- [Text shown]
Thank you for your assistance and sharing your ideas. You covered a lot of things here so sorry if I miss a question you asked in your reply, but here we go. I ran the Reeflux treatments more as a lets see approach, as I have heard in the past that even small filaments of algae could irritate zoa's and prevent them from opening and maybe I had algae on them that I could not see and my CUC would not touch it. I have done two full tank Chemiclean treatments and one 5 gallon bucket treatments with a few troubled zoa's left in overnight for 24 hours. Unfortunately that was not the fix for me. I use Red Sea blue bucket salt and mix it to 1.026 which works out to be about 10.0 Dkh, which is what I hold it at with an Alk auto-doser. The tank consumes around 14.5ml per day, which is dosed 12 times throughout the day, so I'm not sure on the total swings that may be occurring.
The par on the tank varies by location as you can imagine, the highest of par readings I have where the zoa's are kept was around 205-210, and the lowest was around 80/90 on the edge of the tank where I do keep a few frag racks and Zoa's. On average I would venture to guess the PAR is around 130/160,
Tank is 8-9 months old (100 gallon system) with skimmer and ATS and standard socks and a Pentair 25W UV. I spot feed once a week with Reef Roids and Broadcast feed once a week also with Reef Roids at night. Additionally, I will add Reef Energy once or twice a week during peak whites (no real reason, it just seems fancy),
Regarding the reef-flux that makes sense. Certainly algae can be an irritant. Another issue that I’ve seen reported more and more are tiny hydroids that present like fine white hairs on polyps. While these are unaffected by reef-flux swabbing with a mild peroxide mix generally tends to knock them out. Based on discussions with other zoa keepers these can spread rapidly and be pretty destructive when introduced.

- [Task to carry out]
Say whether each statement agrees with the reef tank text, answering yes or no and quoting the words of the text that decide it. 1. The tank is a 100 gallon system. 2. Reef-flux affects tiny hydroids. 3. The highest PAR reading where the zoas are kept was around 300. The material after this point is not needed.

- [Record extracts]
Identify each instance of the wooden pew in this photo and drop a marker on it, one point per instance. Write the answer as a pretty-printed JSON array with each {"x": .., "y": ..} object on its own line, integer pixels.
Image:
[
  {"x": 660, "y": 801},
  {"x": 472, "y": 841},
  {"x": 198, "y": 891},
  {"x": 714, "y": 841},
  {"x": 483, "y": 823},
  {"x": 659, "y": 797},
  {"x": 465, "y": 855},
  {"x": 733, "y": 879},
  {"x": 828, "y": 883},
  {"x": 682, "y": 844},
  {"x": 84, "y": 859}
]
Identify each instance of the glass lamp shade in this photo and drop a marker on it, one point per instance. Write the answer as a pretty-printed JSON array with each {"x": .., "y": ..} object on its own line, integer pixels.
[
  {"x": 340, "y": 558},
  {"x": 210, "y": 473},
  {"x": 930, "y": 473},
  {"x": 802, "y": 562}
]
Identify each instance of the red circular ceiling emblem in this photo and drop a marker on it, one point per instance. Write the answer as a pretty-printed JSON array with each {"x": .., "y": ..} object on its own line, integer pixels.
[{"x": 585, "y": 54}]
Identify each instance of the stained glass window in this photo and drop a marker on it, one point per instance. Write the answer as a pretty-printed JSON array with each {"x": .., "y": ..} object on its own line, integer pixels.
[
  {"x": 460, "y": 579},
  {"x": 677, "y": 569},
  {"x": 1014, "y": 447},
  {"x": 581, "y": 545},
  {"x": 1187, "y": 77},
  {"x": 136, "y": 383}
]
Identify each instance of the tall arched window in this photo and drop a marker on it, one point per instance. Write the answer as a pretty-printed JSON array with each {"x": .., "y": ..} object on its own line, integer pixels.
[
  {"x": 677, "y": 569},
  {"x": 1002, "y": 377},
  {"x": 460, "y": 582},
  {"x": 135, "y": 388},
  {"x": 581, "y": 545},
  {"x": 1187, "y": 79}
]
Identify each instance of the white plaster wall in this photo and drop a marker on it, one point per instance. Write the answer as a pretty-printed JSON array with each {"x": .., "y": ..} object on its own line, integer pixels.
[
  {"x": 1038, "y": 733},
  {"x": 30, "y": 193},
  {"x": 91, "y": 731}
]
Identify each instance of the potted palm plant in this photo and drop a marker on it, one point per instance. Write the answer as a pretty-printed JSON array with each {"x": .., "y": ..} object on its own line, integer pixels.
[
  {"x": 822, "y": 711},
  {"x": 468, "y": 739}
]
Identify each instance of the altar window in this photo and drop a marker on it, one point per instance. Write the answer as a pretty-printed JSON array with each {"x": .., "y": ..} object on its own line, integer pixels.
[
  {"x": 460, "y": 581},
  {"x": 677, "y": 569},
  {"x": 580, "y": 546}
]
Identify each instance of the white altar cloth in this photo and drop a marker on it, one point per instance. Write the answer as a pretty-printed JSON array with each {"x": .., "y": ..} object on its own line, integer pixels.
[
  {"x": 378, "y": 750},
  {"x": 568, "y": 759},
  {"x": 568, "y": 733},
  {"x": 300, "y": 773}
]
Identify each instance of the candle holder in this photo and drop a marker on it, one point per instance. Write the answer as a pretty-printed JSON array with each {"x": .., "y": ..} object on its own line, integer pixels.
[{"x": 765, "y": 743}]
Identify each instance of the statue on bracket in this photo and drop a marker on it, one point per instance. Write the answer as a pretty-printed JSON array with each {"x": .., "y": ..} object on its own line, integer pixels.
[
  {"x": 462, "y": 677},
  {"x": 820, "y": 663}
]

- [Task response]
1. Yes: "Tank is 8-9 months old (100 gallon system)"
2. No: "While these are unaffected by reef-flux"
3. No: "the highest of par readings I have where the zoa's are kept was around 205-210"